» WORK INSTRUCTIONS: Report each row below that contains the word "snow", copying every such row in full.

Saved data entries
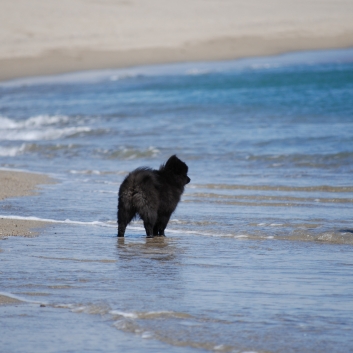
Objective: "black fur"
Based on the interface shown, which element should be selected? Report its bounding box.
[118,155,190,237]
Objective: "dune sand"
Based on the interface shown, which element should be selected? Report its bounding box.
[0,0,353,80]
[0,170,53,236]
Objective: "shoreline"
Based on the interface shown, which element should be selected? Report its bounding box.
[0,32,353,82]
[0,170,55,236]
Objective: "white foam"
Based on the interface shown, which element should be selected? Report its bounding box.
[109,310,138,319]
[0,115,91,142]
[1,126,91,141]
[0,143,26,157]
[0,115,69,130]
[0,292,48,305]
[0,215,116,228]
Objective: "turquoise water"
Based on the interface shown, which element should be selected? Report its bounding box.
[0,49,353,352]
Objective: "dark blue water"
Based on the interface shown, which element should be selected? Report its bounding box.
[0,50,353,352]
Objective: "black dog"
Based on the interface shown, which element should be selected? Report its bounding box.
[118,155,190,237]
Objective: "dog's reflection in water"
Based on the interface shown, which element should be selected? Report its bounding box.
[117,237,178,261]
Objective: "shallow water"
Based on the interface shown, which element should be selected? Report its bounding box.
[0,50,353,352]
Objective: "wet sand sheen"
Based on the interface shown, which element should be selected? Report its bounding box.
[0,170,54,238]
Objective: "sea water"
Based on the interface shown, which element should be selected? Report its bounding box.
[0,49,353,353]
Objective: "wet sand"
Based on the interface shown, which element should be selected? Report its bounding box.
[0,0,353,80]
[0,294,22,305]
[0,170,54,239]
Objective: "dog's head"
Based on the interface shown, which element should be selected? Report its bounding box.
[163,155,191,186]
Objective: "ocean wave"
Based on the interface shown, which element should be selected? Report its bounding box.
[0,115,69,130]
[192,184,353,193]
[0,144,26,157]
[0,126,91,141]
[96,146,160,160]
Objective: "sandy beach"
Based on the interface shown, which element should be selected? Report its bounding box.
[0,170,53,239]
[0,0,353,80]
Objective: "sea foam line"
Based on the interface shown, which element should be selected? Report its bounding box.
[0,215,116,228]
[0,292,48,305]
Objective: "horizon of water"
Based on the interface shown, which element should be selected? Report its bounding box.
[0,49,353,352]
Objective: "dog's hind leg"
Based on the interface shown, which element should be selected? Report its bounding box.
[140,209,157,238]
[118,200,136,237]
[153,215,170,237]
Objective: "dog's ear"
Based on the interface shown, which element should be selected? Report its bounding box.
[165,154,188,175]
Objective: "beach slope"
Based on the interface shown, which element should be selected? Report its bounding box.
[0,0,353,80]
[0,170,53,239]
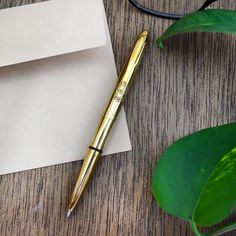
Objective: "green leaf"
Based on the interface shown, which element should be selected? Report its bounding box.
[157,9,236,48]
[152,123,236,226]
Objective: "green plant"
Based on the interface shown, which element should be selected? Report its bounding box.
[152,10,236,236]
[157,10,236,48]
[152,123,236,235]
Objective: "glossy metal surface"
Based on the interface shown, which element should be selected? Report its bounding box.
[67,30,148,217]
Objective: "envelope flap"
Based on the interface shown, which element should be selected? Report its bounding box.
[0,0,106,67]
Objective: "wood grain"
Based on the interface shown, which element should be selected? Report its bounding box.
[0,0,236,236]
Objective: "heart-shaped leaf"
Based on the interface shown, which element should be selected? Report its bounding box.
[157,9,236,48]
[152,123,236,232]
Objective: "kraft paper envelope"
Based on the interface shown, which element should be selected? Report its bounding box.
[0,0,131,174]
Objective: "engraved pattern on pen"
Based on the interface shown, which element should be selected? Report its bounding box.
[114,81,127,102]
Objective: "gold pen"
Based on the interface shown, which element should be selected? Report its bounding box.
[67,30,148,217]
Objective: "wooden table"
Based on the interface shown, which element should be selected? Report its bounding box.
[0,0,236,236]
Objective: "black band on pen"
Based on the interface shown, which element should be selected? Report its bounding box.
[89,146,102,154]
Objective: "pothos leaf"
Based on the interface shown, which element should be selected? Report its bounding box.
[152,123,236,234]
[157,9,236,48]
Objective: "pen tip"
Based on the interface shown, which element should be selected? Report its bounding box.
[66,209,72,218]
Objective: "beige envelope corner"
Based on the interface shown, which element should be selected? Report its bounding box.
[0,0,131,175]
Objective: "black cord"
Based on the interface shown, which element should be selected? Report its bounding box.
[128,0,218,20]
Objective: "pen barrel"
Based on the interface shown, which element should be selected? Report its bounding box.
[69,149,101,209]
[92,31,148,151]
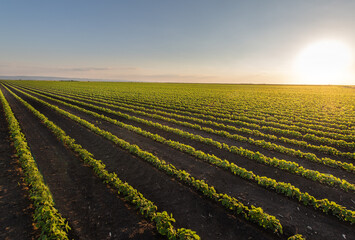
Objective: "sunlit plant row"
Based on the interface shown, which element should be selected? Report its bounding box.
[0,90,70,239]
[4,85,292,234]
[7,84,355,223]
[3,84,200,239]
[12,85,355,191]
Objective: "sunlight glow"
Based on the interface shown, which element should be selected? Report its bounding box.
[294,40,352,84]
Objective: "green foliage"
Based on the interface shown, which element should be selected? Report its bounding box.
[0,90,70,239]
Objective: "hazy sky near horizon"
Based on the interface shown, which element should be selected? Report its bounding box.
[0,0,355,84]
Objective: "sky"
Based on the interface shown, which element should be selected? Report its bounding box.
[0,0,355,84]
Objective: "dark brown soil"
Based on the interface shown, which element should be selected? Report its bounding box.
[3,83,279,239]
[4,83,353,239]
[0,104,38,239]
[29,87,355,210]
[2,85,161,239]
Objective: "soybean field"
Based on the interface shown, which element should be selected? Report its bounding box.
[0,80,355,240]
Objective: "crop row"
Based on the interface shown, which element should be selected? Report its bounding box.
[11,84,355,172]
[4,84,300,236]
[11,83,349,133]
[14,84,355,161]
[20,83,355,137]
[61,85,349,129]
[11,84,355,191]
[12,85,355,223]
[2,84,204,239]
[0,90,70,239]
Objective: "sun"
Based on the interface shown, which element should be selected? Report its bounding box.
[294,40,352,85]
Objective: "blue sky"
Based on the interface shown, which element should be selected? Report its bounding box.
[0,0,355,83]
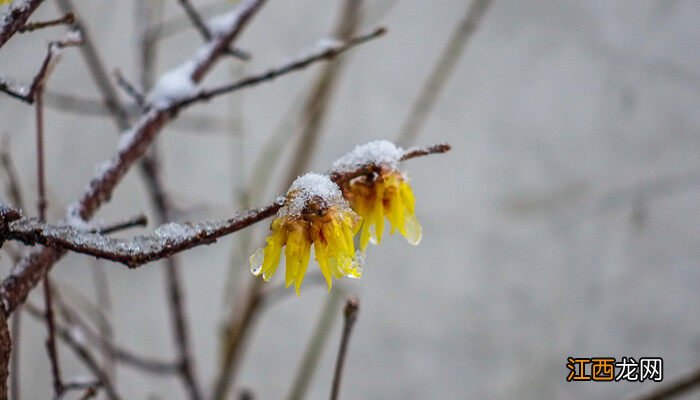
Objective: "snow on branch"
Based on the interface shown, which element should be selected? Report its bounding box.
[0,141,450,268]
[0,0,382,315]
[6,201,281,268]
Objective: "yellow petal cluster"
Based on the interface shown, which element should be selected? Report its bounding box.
[250,174,362,294]
[344,169,421,251]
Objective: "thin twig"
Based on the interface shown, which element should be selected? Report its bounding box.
[114,69,146,108]
[634,368,700,400]
[284,0,362,185]
[54,381,102,400]
[0,8,382,313]
[178,28,386,106]
[0,135,24,208]
[287,290,342,400]
[0,308,10,400]
[56,0,129,130]
[212,286,263,400]
[6,201,282,268]
[0,0,263,315]
[178,0,250,60]
[397,0,493,146]
[32,57,64,398]
[0,135,24,400]
[135,4,202,400]
[0,34,82,104]
[0,0,44,47]
[22,303,120,400]
[49,290,179,375]
[330,297,360,400]
[90,214,148,235]
[18,11,75,33]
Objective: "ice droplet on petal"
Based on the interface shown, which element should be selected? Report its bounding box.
[343,250,365,279]
[406,215,423,246]
[250,248,265,276]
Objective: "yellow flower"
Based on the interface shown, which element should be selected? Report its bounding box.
[250,174,363,295]
[345,171,421,251]
[333,140,421,252]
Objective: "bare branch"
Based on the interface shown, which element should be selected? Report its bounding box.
[178,0,250,60]
[331,297,360,400]
[114,69,146,108]
[90,214,148,235]
[1,0,264,314]
[0,34,82,104]
[3,201,282,268]
[18,11,75,33]
[24,304,120,400]
[48,296,179,375]
[0,0,44,47]
[178,28,386,106]
[56,0,129,130]
[397,0,493,146]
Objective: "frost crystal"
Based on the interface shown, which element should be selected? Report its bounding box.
[277,173,347,216]
[333,140,404,173]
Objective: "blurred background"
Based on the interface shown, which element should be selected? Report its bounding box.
[0,0,700,399]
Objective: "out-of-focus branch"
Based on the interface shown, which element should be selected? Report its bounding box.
[47,290,179,375]
[397,0,493,146]
[0,0,264,314]
[44,90,231,135]
[23,304,120,400]
[0,135,24,208]
[178,28,386,106]
[285,0,362,188]
[0,309,9,400]
[634,368,700,400]
[56,0,129,130]
[287,290,342,400]
[18,11,75,33]
[0,34,82,104]
[6,201,282,268]
[331,297,360,400]
[114,69,146,108]
[178,0,250,60]
[0,0,44,47]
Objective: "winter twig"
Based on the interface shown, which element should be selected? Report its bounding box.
[330,297,360,400]
[0,0,264,314]
[18,11,75,33]
[0,35,82,104]
[397,0,493,146]
[0,0,44,47]
[178,0,250,60]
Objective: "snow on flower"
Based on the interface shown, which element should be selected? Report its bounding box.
[333,140,422,251]
[250,173,364,295]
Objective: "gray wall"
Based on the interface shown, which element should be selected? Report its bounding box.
[0,0,700,399]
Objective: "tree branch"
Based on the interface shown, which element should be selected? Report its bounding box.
[0,0,264,315]
[178,0,250,60]
[0,0,44,47]
[178,28,386,106]
[331,297,360,400]
[18,11,75,33]
[0,33,82,104]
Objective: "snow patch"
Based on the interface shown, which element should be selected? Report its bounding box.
[277,173,347,216]
[146,60,197,109]
[332,140,405,173]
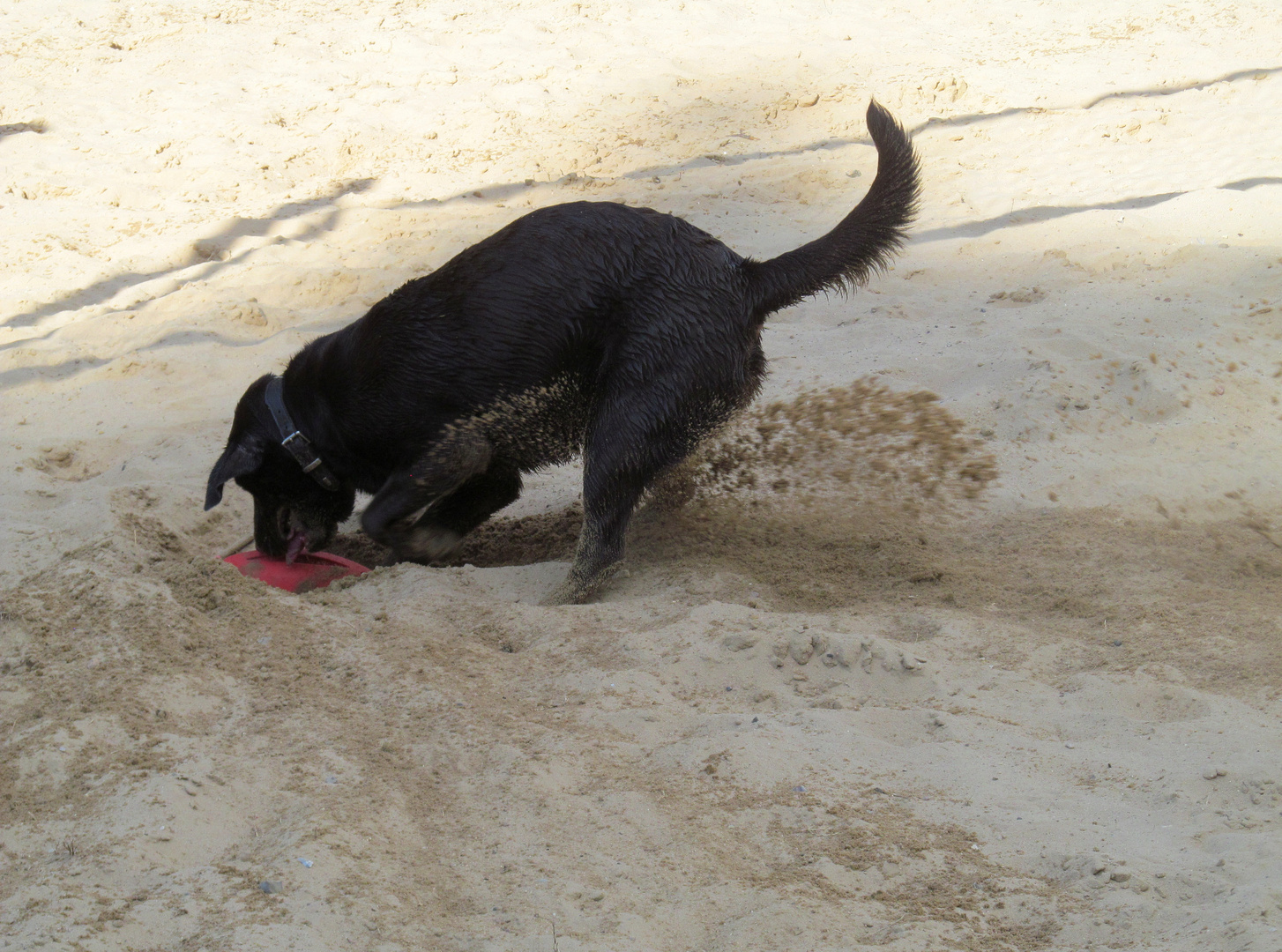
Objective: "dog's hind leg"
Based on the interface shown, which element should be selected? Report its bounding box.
[361,430,500,562]
[543,387,720,605]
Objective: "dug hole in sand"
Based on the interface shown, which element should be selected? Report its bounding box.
[0,0,1282,952]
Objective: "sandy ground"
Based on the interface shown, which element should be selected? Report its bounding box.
[0,0,1282,952]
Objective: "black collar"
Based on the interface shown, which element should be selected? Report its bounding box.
[265,376,342,492]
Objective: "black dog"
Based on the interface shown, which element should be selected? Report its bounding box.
[205,102,920,604]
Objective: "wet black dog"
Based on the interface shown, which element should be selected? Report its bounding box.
[205,102,920,602]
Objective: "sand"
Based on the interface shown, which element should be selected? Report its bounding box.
[0,0,1282,952]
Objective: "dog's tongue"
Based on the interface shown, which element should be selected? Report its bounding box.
[285,529,308,565]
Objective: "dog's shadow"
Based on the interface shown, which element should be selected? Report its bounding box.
[327,502,584,569]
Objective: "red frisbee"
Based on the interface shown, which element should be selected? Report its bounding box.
[223,550,369,592]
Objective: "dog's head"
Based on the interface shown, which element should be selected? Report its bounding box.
[205,376,356,562]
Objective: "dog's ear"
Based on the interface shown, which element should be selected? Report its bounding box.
[205,440,263,512]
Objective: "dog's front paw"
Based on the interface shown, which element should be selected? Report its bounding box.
[539,562,623,605]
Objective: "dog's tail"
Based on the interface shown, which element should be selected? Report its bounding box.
[743,100,921,320]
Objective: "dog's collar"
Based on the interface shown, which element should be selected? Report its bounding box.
[265,376,342,492]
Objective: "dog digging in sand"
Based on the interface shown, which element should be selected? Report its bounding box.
[205,102,920,604]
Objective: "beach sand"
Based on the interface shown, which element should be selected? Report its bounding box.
[0,0,1282,952]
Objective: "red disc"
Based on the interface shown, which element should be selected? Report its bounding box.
[223,550,369,592]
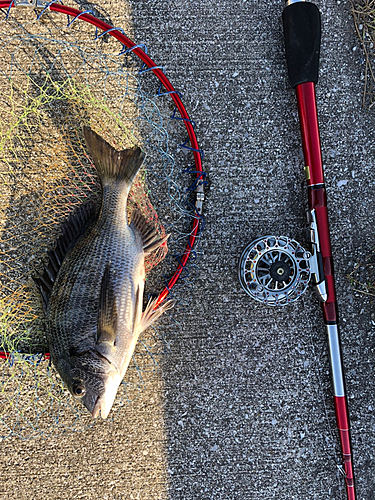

» TASK RESPONSE:
Objective: "snow on branch"
Objective: "snow on flower"
Objective: "snow patch"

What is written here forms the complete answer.